◆ **SOURCE PASSAGE**
===
Skip to content


What is Phantasus?

Phantasus is a web application for visual and interactive gene expression analysis. Phantasus is based on Morpheus – a web-based software for heatmap visualization and analysis, which was integrated with an R environment via OpenCPU API. Phantasus supports basic visualization such as heatmaps, filtering methods, R-based methods such as k-means clustering, principal component analysis, and differential expression analysis with the limma package.

How does Phantasus help in data analysis?

Phantasus takes GCT (Gene Cluster Text) file format as input and generates a heatmap for these genes corresponding to a certain condition or parameter like cell type, cell line, etc. that are listed in the metadata. Then, it converts them into useful visualizations which makes it easier to analyze and draw conclusions. Using this tool, users can easily analyze the gene data, differentiate between them, and find the group of genes that matches our study interest. Various statistics and differential expression techniques are used to find the difference between the genes.

  • Loading public datasets from Gene Expression Omnibus with both microarrays and RNA-seq datasets being supported.
  • Differential gene expression using limma or DESeq2.
  • Publication-ready plots with export to SVG: PCA plot, row profiles, box plots, volcano plots.
  • Clustering: k-means and hierarchical.
  • Gene set enrichment analysis.
  • Pathway enrichment analysis using EnrichR.

Phantasus on Polly

OmixAtlas on Polly is a data warehouse of millions of datasets from public, proprietary, and licensed sources. Phantasus can be accessed directly from Polly OmixAtlas. The curated datasets available on the OmixAtlas allow seamless integration of the Phantasus app and analysis of data without the need for preprocessing.

Phantasus user journey through Polly OmixAtlas

Find relevant datasets

Users can find relevant datasets using the powerful search bar on the OmixAtlas homepage. Salient features of the search bar are -

  • The search bar is driven by Elasticsearch which allows users to search with keywords and long queries.
  • The keywords are present across source metadata (title, description, and study design) and curated metadata (cell type, cell line, tissue, drug, etc.).
  • It allows fuzzy search, for example, if users search for 'transcriptomics', it will show results for 'transcript' and 'transcriptome' as well.
  • There are operators such as 'exact', 'and', 'or', 'not', and 'group' for better search.

Other than the search bar, users can filter the datasets using configurable filters. A detailed description of how to find datasets can be found here.

Starting Phantasus

Step 1 - Selection of dataset of interest

Select the dataset of interest, click on 'Options', and then click on 'Analyze'.
===
◆ **REQUIREMENT A**
In the Phantasus page, what file format does Phantasus take as input?
◆ **REQUIREMENT B**
Extend the Phantasus page past the end of its Step 1.

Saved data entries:
===
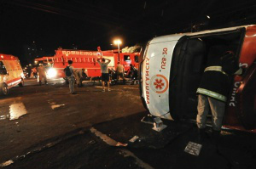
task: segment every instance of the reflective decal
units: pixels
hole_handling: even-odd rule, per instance
[[[166,77],[163,75],[155,75],[151,77],[150,87],[156,93],[165,93],[169,87]]]

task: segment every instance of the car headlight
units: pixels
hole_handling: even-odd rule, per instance
[[[48,74],[48,76],[49,76],[49,78],[51,78],[51,77],[55,77],[55,76],[57,76],[57,71],[56,71],[55,69],[50,68],[49,70],[48,70],[47,74]]]

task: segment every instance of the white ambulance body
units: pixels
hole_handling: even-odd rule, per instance
[[[17,57],[0,54],[0,94],[7,95],[12,87],[24,85],[24,74]]]
[[[245,25],[153,38],[144,48],[140,66],[140,91],[144,107],[154,116],[169,120],[195,120],[196,89],[211,47],[225,44],[236,54],[240,65],[249,68],[256,59],[255,37],[256,26]],[[236,82],[241,81],[241,76],[233,79],[235,86]],[[239,119],[234,110],[238,110],[240,106],[236,100],[237,99],[231,95],[233,87],[230,87],[230,96],[227,102],[226,124],[229,127],[236,126],[237,129],[238,126],[247,126],[241,123],[250,123],[245,127],[255,129],[256,116],[253,113],[250,114],[250,117],[241,116],[243,122],[237,120],[240,122],[236,125],[232,123],[231,121]],[[236,87],[236,90],[239,87],[237,83]],[[253,110],[253,104],[252,107]],[[234,120],[235,116],[236,119]]]

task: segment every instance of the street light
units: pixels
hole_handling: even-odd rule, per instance
[[[119,47],[119,45],[122,44],[122,42],[121,42],[121,40],[117,39],[117,40],[113,41],[113,44],[118,45],[118,48],[119,48],[119,61],[120,61],[120,57],[119,57],[120,47]]]

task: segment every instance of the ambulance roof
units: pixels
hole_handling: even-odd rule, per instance
[[[10,54],[0,54],[0,60],[15,60],[18,59],[17,57],[10,55]]]
[[[255,25],[241,25],[241,26],[236,26],[236,27],[230,27],[230,28],[222,28],[222,29],[218,29],[218,30],[207,30],[207,31],[198,31],[198,32],[186,32],[186,33],[177,33],[177,34],[166,35],[166,36],[161,36],[161,37],[153,38],[149,44],[163,42],[177,41],[183,36],[196,36],[196,35],[214,33],[214,32],[219,32],[219,31],[228,31],[236,30],[236,29],[241,28],[241,27],[247,28],[248,26],[255,26]]]

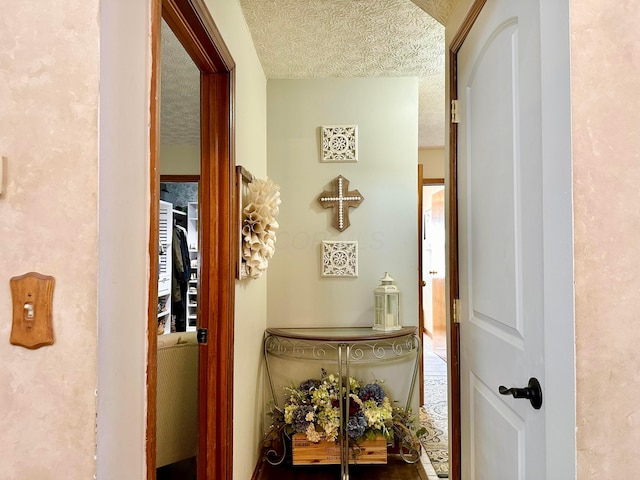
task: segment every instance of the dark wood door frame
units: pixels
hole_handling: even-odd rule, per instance
[[[471,27],[477,20],[487,0],[475,0],[456,32],[449,46],[449,96],[451,101],[458,99],[458,52],[466,40]],[[454,302],[460,298],[460,279],[458,276],[458,124],[449,123],[449,312],[454,311]],[[451,365],[451,448],[449,459],[451,480],[460,480],[462,429],[460,419],[460,324],[451,322],[449,338]]]
[[[199,349],[198,478],[233,475],[233,328],[237,228],[234,191],[235,63],[204,0],[152,2],[151,219],[158,218],[160,26],[164,19],[200,70],[200,315],[209,340]],[[156,478],[158,226],[151,222],[147,356],[147,479]]]
[[[422,288],[424,287],[424,275],[422,274],[422,242],[424,234],[424,219],[422,217],[422,205],[424,196],[422,187],[425,185],[444,185],[444,178],[423,178],[424,165],[418,164],[418,335],[422,339],[424,335],[424,298]],[[418,374],[420,376],[420,405],[424,405],[424,348],[420,349],[420,365]]]

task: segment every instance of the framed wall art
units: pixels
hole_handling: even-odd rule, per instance
[[[358,276],[358,242],[333,241],[322,242],[323,277]]]
[[[358,161],[358,126],[357,125],[323,125],[322,162],[357,162]]]

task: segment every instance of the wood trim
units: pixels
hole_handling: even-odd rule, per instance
===
◆ **WRITTEN REPLY A**
Phantasus takes the GCT (Gene Cluster Text) file format as input.

◆ **WRITTEN REPLY B**
Selecting dataset

Figure 1. Selecting Dataset

Step 2 - Open the Phantasus application

After clicking 'Analyze', a side window opens up. Select 'Phantasus' application and fill in the details about the name and workspace where the analysis is to be saved.

Opening Phanatsus

Figure 2. Starting the Application

Phantasus Dashboard

Preparing the dataset for analysis

Phantasus Dashboard

Figure 3. Phantasus Dashboard

As shown in the above figure, rows on the heatmap correspond to genes. The columns correspond to samples which are annotated titles, GEO sample accession identifiers, and custom curated fields which are annotated when each dataset is ingested into Polly.

Adjusting expression values

Adjusting expression values to the log scale is an essential step in the analysis that helps in the normalization of the data. Raw data on OmixAtlas has gene counts that are not normalized. Data imported from OmixAtlas is normalized by default on Phantasus. Data is normalized using Variance Stabilization Transformation (VST) method. VST aims to generate a matrix of values for which variance is constant across the range of mean values, especially for low mean.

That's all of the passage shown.